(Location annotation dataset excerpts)
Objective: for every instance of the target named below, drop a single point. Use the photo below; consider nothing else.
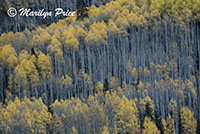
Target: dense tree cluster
(19, 23)
(130, 67)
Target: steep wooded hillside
(130, 67)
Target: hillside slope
(130, 67)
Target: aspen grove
(129, 67)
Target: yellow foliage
(99, 87)
(149, 127)
(188, 122)
(8, 56)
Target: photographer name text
(27, 12)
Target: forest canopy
(130, 66)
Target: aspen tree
(127, 117)
(149, 127)
(188, 122)
(169, 125)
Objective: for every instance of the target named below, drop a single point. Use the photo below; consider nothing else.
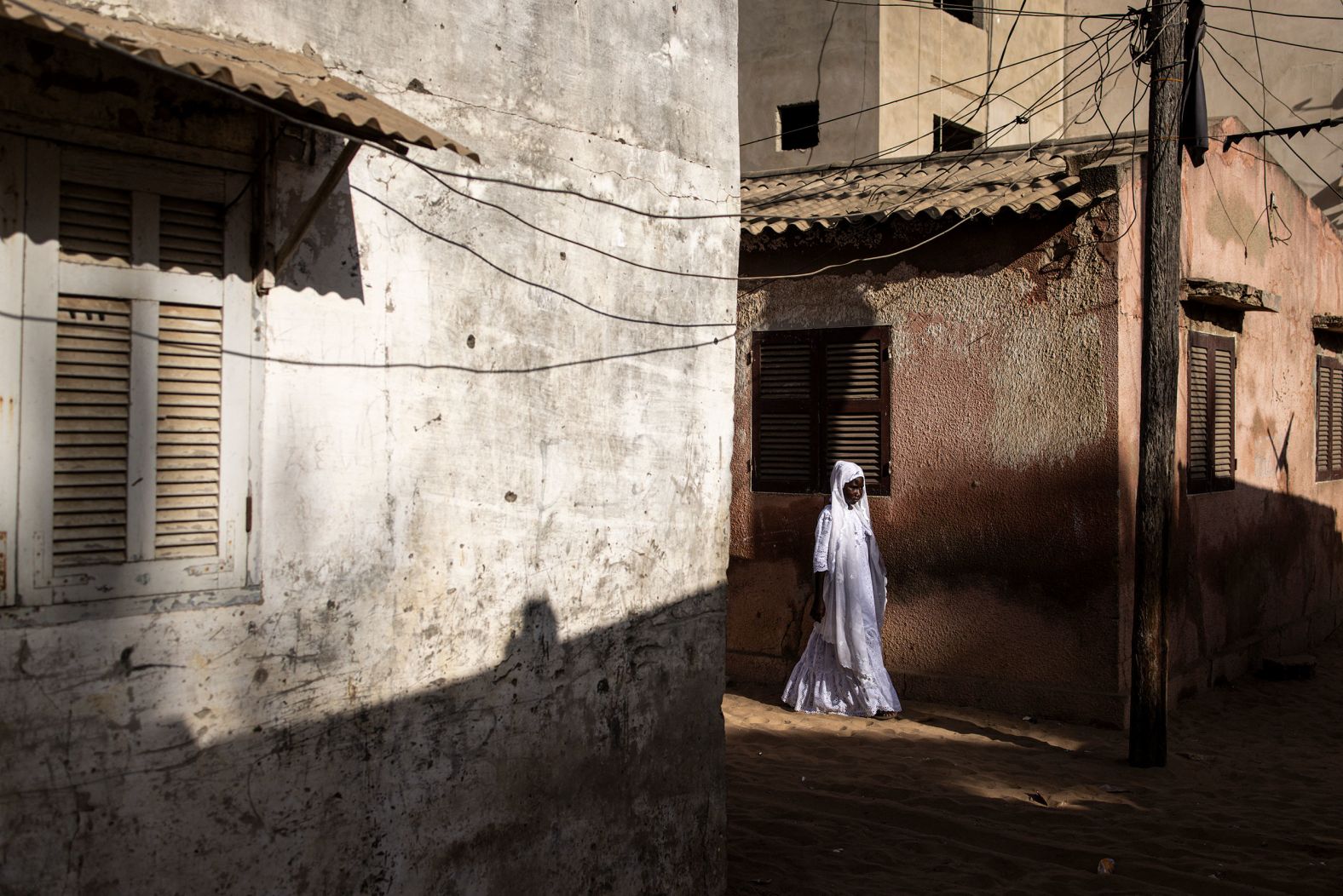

[Instructions for the task]
Please pick out each line in the items above that contains the word "hillside" and copy those lines.

[Written solution]
Target: steep wooded hillside
Target: hillside slope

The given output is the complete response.